Records from a data collection
++++++++++++++++++++

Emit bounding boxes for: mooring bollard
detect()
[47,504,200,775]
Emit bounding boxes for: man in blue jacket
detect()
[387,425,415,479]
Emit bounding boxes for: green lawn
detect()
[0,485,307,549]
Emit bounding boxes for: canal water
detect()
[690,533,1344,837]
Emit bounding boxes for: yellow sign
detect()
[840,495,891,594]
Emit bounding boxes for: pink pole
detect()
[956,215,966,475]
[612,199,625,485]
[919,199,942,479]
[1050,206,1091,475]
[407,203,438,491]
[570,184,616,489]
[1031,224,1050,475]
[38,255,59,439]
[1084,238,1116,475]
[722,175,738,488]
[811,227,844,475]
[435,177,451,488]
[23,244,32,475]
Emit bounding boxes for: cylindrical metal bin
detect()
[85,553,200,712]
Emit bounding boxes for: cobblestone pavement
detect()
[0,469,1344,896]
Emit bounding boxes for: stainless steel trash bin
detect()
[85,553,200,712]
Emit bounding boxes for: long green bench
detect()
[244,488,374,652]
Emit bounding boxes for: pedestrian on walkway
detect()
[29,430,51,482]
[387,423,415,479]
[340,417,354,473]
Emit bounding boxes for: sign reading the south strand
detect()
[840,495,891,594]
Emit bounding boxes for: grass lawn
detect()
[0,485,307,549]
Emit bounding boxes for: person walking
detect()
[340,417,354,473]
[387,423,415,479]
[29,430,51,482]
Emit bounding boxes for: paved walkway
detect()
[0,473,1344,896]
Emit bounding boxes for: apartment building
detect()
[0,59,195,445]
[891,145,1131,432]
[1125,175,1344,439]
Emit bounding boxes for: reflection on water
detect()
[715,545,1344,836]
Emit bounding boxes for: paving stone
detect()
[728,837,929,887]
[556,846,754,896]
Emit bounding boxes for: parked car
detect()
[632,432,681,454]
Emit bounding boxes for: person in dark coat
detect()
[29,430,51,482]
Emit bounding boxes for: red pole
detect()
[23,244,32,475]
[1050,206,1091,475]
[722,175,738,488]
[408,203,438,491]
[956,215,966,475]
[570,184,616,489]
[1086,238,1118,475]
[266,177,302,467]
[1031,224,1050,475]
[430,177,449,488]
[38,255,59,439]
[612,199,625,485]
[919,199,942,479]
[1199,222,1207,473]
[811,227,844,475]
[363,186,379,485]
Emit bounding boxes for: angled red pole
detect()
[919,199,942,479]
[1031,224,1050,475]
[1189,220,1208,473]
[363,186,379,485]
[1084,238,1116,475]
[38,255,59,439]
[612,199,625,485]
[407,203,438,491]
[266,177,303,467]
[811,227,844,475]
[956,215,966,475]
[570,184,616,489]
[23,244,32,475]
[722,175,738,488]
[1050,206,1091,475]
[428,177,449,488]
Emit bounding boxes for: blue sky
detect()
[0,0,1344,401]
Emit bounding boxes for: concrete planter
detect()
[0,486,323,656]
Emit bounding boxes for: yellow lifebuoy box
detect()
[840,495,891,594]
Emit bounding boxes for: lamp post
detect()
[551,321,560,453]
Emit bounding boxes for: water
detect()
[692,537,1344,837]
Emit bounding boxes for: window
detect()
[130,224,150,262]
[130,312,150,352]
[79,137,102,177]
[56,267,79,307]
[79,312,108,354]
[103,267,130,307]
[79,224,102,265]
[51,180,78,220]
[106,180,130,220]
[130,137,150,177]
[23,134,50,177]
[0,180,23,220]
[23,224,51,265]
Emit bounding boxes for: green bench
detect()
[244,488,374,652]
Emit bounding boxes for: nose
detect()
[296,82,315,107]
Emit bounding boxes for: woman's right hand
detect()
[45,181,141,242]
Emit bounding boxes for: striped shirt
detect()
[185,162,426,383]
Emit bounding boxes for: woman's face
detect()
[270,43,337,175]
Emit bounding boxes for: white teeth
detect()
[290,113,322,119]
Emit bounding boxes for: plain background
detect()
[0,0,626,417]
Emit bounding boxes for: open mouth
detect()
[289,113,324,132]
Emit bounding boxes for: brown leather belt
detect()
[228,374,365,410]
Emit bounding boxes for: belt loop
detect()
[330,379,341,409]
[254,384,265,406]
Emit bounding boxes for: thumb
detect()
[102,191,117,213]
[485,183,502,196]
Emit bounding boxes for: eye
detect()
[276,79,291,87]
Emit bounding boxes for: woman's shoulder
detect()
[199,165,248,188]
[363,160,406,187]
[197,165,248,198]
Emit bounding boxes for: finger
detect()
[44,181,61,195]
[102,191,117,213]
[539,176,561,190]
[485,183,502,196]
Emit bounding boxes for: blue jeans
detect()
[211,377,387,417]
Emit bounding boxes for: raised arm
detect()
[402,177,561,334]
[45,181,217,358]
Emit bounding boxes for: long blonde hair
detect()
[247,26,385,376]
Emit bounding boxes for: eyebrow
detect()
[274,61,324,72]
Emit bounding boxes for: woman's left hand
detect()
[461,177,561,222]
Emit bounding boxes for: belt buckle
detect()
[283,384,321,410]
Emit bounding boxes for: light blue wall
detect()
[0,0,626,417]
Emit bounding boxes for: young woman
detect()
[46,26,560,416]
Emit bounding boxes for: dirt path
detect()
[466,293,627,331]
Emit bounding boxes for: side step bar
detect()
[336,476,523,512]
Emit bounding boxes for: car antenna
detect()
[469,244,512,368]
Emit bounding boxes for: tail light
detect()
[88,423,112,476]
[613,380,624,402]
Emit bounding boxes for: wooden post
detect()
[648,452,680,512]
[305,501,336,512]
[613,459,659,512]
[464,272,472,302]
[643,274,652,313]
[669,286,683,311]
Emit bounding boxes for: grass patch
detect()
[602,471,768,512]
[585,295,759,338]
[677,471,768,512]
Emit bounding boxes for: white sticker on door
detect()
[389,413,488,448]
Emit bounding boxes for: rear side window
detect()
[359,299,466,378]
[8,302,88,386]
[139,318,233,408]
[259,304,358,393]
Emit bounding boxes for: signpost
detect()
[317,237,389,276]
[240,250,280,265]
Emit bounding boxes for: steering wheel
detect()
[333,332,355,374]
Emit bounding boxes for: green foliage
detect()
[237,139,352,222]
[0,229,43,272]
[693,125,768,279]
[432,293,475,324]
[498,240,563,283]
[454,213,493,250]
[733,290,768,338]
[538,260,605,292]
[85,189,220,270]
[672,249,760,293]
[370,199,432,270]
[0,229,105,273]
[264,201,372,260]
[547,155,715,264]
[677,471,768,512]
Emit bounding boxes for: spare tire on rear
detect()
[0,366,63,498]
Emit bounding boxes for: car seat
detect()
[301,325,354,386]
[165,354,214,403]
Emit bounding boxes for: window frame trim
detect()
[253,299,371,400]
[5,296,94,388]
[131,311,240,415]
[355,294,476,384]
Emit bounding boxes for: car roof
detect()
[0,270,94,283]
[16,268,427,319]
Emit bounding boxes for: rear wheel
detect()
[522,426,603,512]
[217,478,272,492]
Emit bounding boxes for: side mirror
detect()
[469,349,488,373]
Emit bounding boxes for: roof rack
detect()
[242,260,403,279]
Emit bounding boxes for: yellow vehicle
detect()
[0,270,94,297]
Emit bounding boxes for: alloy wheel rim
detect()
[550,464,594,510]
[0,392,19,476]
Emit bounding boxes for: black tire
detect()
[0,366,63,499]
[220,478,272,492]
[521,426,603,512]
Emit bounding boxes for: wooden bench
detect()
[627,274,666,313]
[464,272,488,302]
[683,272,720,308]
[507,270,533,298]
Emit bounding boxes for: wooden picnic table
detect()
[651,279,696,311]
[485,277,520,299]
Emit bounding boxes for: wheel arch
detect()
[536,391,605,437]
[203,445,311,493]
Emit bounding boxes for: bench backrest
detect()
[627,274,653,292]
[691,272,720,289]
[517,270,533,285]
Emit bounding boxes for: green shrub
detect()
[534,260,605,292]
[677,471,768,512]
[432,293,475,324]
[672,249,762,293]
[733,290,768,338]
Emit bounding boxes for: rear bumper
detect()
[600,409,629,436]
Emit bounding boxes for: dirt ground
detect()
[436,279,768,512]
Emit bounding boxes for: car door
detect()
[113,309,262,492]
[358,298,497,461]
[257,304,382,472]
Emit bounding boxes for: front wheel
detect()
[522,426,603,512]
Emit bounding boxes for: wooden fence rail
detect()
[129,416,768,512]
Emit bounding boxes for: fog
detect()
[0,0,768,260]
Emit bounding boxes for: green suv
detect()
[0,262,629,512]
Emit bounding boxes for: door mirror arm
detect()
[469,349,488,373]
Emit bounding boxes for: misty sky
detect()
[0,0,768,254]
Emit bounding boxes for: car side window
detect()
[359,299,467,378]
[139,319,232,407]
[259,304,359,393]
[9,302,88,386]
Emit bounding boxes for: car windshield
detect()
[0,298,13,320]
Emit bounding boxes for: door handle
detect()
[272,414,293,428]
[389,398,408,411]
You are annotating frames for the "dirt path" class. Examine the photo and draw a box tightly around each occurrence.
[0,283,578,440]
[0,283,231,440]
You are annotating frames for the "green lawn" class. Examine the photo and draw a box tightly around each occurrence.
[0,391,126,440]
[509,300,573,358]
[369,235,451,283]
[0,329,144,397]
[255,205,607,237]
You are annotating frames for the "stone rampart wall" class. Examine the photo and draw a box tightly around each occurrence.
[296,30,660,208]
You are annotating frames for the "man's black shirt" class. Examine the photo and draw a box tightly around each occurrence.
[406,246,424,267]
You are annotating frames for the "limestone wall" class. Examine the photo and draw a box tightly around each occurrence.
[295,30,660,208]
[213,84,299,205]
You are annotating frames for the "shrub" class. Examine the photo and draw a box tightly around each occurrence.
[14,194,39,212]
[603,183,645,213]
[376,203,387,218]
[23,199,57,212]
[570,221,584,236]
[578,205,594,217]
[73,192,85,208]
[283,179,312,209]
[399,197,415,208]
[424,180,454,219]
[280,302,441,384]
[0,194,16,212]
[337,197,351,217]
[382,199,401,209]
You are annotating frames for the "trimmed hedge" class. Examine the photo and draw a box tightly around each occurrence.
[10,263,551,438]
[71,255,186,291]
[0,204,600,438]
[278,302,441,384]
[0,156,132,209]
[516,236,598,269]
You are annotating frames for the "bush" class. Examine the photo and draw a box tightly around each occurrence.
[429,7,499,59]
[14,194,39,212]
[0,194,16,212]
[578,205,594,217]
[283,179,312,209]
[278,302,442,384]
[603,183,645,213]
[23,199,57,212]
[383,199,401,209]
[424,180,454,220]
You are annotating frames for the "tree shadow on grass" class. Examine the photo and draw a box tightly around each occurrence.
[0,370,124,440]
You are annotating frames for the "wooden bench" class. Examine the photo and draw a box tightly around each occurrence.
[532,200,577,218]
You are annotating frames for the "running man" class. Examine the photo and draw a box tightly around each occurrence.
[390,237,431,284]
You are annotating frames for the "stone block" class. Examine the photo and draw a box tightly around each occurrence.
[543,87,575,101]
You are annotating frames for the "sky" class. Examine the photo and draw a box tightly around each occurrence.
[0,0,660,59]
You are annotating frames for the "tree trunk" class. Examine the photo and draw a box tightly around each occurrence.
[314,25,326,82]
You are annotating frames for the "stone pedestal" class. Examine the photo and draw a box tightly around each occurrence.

++++++++++++++++++++

Please find each line in the entries above that contains the word "walkway" and copy those lines out. Case counts.

Emit bounding boxes for: pedestrian on walkway
Emit bounding boxes for: paved walkway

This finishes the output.